--- Fragmento del documento ---
El inicio de procesos de construcción de gobiernos autónomos, como las discusiones anteriores a ellos, corrió a cargo de organizaciones indígenas que ya tenían años trabajando el tema y la rebelión zapatista les había proporcionado la coyuntura necesaria para proceder a su implementación. Pero el EZLN, de manera directa, realizó el mismo esfuerzo, instalando sus propios gobiernos autónomos en los territorios que controlaba. En el mes de diciembre de ese mismo año, como parte de su campaña “Paz con Justicia y Dignidad”, informó de la creación de 38 municipios autónomos[5]. De igual manera, el Congreso Nacional Indígena, el movimiento que aglutinó a las organizaciones indígenas independientes a partir del año de 1996, impulsó una política similar meses después. A estos esfuerzos, que tuvieron impacto nacional, siguieron otros de menor impacto político pero en algunos casos más efectivos: en el Estado de Guerrero después se crearía en municipio Rancho Nuevo de la Democracia y tiempo después algunas comunidades de Michoacán y el Estado de México se declararon autónomas. Paralelamente a ello, otras comunidades estaban luchando por ejercer su autonomía, muchas veces sin declararlo así, como sería el caso de la Policía Comunitaria y el municipio Amuzgo de Xochixtlahuaca, en el Estado de Guerrero,[6] y las luchas de las comunidades zapotecas agrupadas en el Consejo Unihidalguense en el Municipio de Juchitán, las mixes de San Miguel Quezaltepec, las mixtecas de San Isidro Vistahermosa y Yosotatu, en el municipio de Tlaxiaco, y las de la región triqui alta, en el estado de Oaxaca.


Con el paso del tiempo varios de esos procesos sucumbieron porque no contaron con la participación mayoritaria de las comunidades involucradas, o porque los líderes de las organizaciones que los impulsaron no resistieron las ofertas gubernamentales para abandonarlos, o también porque cuando no aceptaron la coptación oficial la represión se encargó de someterlos. Sólo sobrevivieron aquellos que contaron con la suficiente fuerza y una dirección política capaz de resistir la embestida gubernamental. Pero antes de desaparecer nos dejaron importantes enseñanzas, tanto en sus aciertos como en sus errores, para trazar el camino hacia el futuro.

--- Filas guardadas ---
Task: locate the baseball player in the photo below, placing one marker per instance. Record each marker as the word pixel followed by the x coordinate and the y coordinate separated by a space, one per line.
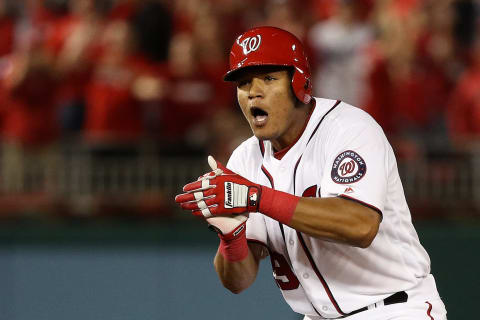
pixel 318 191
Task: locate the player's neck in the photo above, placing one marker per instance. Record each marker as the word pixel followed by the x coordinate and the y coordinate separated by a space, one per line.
pixel 284 143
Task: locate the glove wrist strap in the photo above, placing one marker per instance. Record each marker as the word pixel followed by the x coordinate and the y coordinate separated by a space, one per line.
pixel 233 246
pixel 278 205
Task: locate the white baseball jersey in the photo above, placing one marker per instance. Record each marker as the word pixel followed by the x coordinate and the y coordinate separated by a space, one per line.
pixel 342 152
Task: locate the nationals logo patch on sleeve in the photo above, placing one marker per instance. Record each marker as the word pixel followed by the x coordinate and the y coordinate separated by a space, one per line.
pixel 348 167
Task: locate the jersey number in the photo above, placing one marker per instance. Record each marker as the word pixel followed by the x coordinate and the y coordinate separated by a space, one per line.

--- Solicitud A ---
Enumera todos los estados de la república mexicana que se nombran en el fragmento sobre los gobiernos autónomos indígenas.
--- Solicitud B ---
Actualiza el fragmento sobre los gobiernos autónomos indígenas en todo lo que va desde "Con el paso" hasta "hacia el futuro.", poniendo "dirigentes" en lugar de "líderes".
--- Solicitud C ---
Lleva más adelante el fragmento sobre los gobiernos autónomos indígenas, a partir de su última oración.
Las filas no tienen relación con el fragmento.

--- Respuesta A ---
Guerrero, Michoacán, Estado de México y Oaxaca.

--- Respuesta B ---
Con el paso del tiempo varios de esos procesos sucumbieron porque no contaron con la participación mayoritaria de las comunidades involucradas, o porque los dirigentes de las organizaciones que los impulsaron no resistieron las ofertas gubernamentales para abandonarlos, o también porque cuando no aceptaron la coptación oficial la represión se encargó de someterlos. Sólo sobrevivieron aquellos que contaron con la suficiente fuerza y una dirección política capaz de resistir la embestida gubernamental. Pero antes de desaparecer nos dejaron importantes enseñanzas, tanto en sus aciertos como en sus errores, para trazar el camino hacia el futuro.

--- Respuesta C ---
Que aquel llamado a construir autonomías de hecho no hubiera sido una propuesta novedosa no le restaba ningún mérito. En una coyuntura en donde el Estado mexicano había cerrado todas las puertas a los pueblos indígenas para el reconocimiento y ejercicio de sus derechos, constituía una respuesta inteligente y oportuna, en la medida que no apostaba por la resignación ni por la violencia como muchos esperaban sino, retomando la experiencia histórica de los pueblos indígenas, buscaba concretar en los hechos lo que se buscó que el gobierno reconociera en las leyes. El problema era el porqué y cómo hacerlo, para evitar el riesgo de que se convirtiera en una propuesta vacía, que podía llenarse de muchos contenidos: diluirse en declaraciones públicas sin sustento de base; o bien, que su lugar fuera ocupado por proyectos surgidos desde el gobierno, o también radicalizarse al grado sólo enfrentarlo sin ninguna propuesta de futuro. En esa situación, más que ponerse a discutir sobre el problema, las comunidades indígenas avanzaron y en el camino resolvieron algunos de los problemas que aparentemente no tenían solución, con lo cual nos aportaron una experiencia cuyos impactos todavía no es posible evaluar en su totalidad.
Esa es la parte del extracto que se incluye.